(本文):
朝晩は寒くなってきたね。調子はどうですか?

眠れてるかな?

私はおととい、布団に入ってから3時間以上眠れなくて布団の中で悶々としてたよ。

おかげで昨日はよく眠れました(笑)

 

この前、前向きにって話をしてたよね。

考えたんだけど、前向きにって思わなくてもいいんじゃないかなって。

たまには後ろ向きでも横向きでもいいと思うんだ。

 

10月23日

 

今日はありがとう!

Hが昨日遊びに行って帰りがけにまた泣いちゃったんだってね。

Hはゆっこさんが大大大好きだからね。

その話をしててまた泣いちゃった私たち。涙もろい家系なんだ(笑)

HもRも本当にやさしい子だよ。ナイーブすぎるんだよね。

そんな子に育ってくれて本当にうれしく思うし

ゆっこさんがいてくれたから優しいいい子に育ったんだと思うよ。

本当にありがとう。

 

10月27日

 

午前中に行くと

静かに寝椅子に体を横たえて荒い息をしている。

いつも行って顔を見るとホッとするとともに

あぁ奇跡は起こらないんだとグッと覚悟をする。

「なんか体が楽になったよ」とか「がんが消えた気がするの」なんて

0.001パーセントの確率でも言ってくれるんじゃないかって

0・0001パーセントの期待をもって会いに行くけど

そんな魔法はどこにもない。

そして最後にバイバイした時からまた少し小さくなってて

一歩ずつ確実に衰えているのを心のどこかで感じながらも

見ないふりしてわざと大きい声であいさつしてる自分に気づく。

そしてもう一度ぐっと覚悟をする。

 

お惣菜を作って食べてから

浜川運動公園にドライブ&散歩に行く。

少し紅葉。冷たい風。季節は秋から冬へ急ぎ足。

(記録一覧):
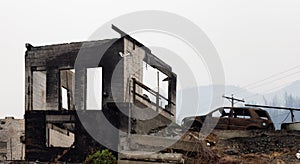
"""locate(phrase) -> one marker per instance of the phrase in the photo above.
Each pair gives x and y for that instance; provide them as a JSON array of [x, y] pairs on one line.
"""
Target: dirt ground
[[259, 147]]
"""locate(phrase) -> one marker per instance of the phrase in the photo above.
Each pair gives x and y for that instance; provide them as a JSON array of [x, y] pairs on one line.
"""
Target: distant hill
[[198, 101]]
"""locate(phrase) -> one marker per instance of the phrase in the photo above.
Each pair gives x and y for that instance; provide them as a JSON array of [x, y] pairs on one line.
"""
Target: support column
[[80, 89], [53, 89]]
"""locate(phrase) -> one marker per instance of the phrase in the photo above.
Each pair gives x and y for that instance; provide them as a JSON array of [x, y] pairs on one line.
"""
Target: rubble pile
[[267, 147]]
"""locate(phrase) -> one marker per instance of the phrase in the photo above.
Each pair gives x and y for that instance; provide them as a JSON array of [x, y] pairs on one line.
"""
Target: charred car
[[231, 118]]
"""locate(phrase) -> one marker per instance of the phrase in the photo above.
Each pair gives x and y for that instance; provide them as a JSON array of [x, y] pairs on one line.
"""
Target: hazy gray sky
[[254, 38]]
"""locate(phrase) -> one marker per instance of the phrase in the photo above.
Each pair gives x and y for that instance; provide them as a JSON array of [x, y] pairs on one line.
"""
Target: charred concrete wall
[[49, 69], [12, 145]]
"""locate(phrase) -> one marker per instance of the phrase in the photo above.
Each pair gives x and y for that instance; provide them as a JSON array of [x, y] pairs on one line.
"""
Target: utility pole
[[232, 99], [276, 107]]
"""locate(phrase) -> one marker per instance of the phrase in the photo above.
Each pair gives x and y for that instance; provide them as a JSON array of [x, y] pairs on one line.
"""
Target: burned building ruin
[[64, 123]]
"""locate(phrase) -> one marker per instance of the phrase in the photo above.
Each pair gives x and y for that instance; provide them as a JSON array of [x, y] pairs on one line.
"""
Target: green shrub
[[103, 157]]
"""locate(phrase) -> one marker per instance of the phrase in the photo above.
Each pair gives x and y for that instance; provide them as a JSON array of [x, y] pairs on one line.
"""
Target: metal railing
[[156, 94]]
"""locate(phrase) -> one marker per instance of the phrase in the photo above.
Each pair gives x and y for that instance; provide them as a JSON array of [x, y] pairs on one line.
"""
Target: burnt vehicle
[[231, 118]]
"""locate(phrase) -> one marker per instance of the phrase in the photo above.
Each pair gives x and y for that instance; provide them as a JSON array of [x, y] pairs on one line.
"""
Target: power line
[[259, 81]]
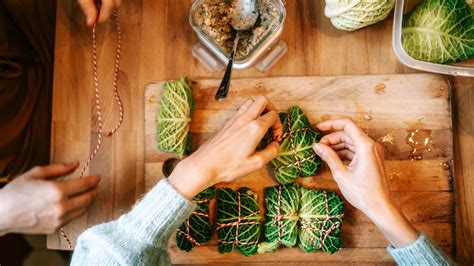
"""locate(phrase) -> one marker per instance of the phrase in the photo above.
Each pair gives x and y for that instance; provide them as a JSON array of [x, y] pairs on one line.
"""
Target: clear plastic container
[[465, 68], [269, 49]]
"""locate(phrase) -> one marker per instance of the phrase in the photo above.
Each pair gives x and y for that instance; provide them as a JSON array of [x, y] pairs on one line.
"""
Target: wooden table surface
[[157, 43]]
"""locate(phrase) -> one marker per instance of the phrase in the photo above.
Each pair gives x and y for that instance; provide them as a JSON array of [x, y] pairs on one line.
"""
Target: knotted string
[[187, 234], [98, 112], [237, 224], [323, 233], [289, 134]]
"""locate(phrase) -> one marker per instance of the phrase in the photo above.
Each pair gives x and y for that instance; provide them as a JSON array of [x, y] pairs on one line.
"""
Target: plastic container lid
[[409, 61]]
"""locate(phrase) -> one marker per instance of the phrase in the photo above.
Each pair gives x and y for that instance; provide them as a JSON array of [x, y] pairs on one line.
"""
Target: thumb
[[89, 8], [329, 156], [52, 171]]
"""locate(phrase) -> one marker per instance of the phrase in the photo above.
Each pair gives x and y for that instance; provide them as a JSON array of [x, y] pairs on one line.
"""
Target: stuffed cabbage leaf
[[281, 226], [321, 216], [174, 116], [296, 158], [197, 228], [238, 221]]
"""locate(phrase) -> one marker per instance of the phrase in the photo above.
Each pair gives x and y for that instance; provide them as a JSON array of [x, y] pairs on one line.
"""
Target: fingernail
[[318, 148], [72, 164]]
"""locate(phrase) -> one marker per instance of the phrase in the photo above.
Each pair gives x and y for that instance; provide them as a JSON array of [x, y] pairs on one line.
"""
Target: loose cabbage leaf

(やること):
(a) 本文の「たまには後ろ向きでも横向きでもいいと思うんだ。」を英語に訳してください。
(b) 本文を読んで、次の問いに短く答えてください。
(i) おととい、布団に入ってからどれくらい眠れなかったと書かれていますか。
(ii) Hが大大大好きなのは誰だと書かれていますか。
(iii) お惣菜を作って食べたあと、ドライブと散歩に行った場所はどこですか。

(解答):
(a) I think it's fine to face backward, or even sideways, once in a while.

(b)
(i) 3時間以上
(ii) ゆっこさん
(iii) 浜川運動公園